(Image box annotation records)
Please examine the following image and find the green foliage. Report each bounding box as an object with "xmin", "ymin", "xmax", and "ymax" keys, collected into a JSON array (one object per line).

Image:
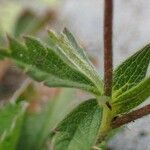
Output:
[
  {"xmin": 0, "ymin": 27, "xmax": 150, "ymax": 150},
  {"xmin": 52, "ymin": 99, "xmax": 102, "ymax": 150},
  {"xmin": 0, "ymin": 33, "xmax": 102, "ymax": 95},
  {"xmin": 17, "ymin": 89, "xmax": 74, "ymax": 150},
  {"xmin": 0, "ymin": 103, "xmax": 26, "ymax": 150},
  {"xmin": 113, "ymin": 44, "xmax": 150, "ymax": 98},
  {"xmin": 112, "ymin": 44, "xmax": 150, "ymax": 114},
  {"xmin": 113, "ymin": 77, "xmax": 150, "ymax": 114}
]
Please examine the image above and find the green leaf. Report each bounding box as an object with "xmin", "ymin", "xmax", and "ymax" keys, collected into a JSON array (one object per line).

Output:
[
  {"xmin": 0, "ymin": 34, "xmax": 102, "ymax": 95},
  {"xmin": 112, "ymin": 77, "xmax": 150, "ymax": 114},
  {"xmin": 113, "ymin": 44, "xmax": 150, "ymax": 100},
  {"xmin": 49, "ymin": 31, "xmax": 103, "ymax": 93},
  {"xmin": 0, "ymin": 101, "xmax": 26, "ymax": 150},
  {"xmin": 52, "ymin": 99, "xmax": 102, "ymax": 150},
  {"xmin": 17, "ymin": 89, "xmax": 74, "ymax": 150}
]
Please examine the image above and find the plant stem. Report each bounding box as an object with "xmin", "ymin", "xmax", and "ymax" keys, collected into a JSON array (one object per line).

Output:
[
  {"xmin": 104, "ymin": 0, "xmax": 113, "ymax": 96},
  {"xmin": 111, "ymin": 104, "xmax": 150, "ymax": 128}
]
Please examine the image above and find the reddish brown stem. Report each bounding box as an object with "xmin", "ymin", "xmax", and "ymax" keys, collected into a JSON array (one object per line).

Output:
[
  {"xmin": 111, "ymin": 104, "xmax": 150, "ymax": 128},
  {"xmin": 104, "ymin": 0, "xmax": 113, "ymax": 96}
]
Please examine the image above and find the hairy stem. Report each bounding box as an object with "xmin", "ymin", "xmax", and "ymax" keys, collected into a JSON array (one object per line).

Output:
[
  {"xmin": 111, "ymin": 104, "xmax": 150, "ymax": 128},
  {"xmin": 104, "ymin": 0, "xmax": 113, "ymax": 96}
]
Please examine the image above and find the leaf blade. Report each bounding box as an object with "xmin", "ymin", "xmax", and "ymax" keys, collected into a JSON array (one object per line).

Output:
[
  {"xmin": 52, "ymin": 99, "xmax": 101, "ymax": 150},
  {"xmin": 112, "ymin": 77, "xmax": 150, "ymax": 114},
  {"xmin": 0, "ymin": 37, "xmax": 101, "ymax": 95},
  {"xmin": 113, "ymin": 44, "xmax": 150, "ymax": 98}
]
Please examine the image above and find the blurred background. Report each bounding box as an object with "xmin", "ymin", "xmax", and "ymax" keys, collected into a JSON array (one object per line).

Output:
[{"xmin": 0, "ymin": 0, "xmax": 150, "ymax": 150}]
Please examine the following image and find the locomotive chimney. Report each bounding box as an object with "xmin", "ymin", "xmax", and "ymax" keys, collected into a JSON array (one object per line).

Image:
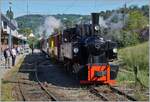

_EXERCISE INSTRUCTIONS_
Locate each line in the records above that contains the word "green" and copy those lines out.

_EXERCISE OUTPUT_
Please examine the following image and find the green foliage. Report each bounding box as an object with "xmin", "ymin", "xmax", and "ymax" keys, collected into a JSON array (one object per line).
Please examine the image above and find the green leaf. Report each bounding box as an object with "xmin", "ymin", "xmax", and "ymax" keys, collected into a JSON array (one object per line).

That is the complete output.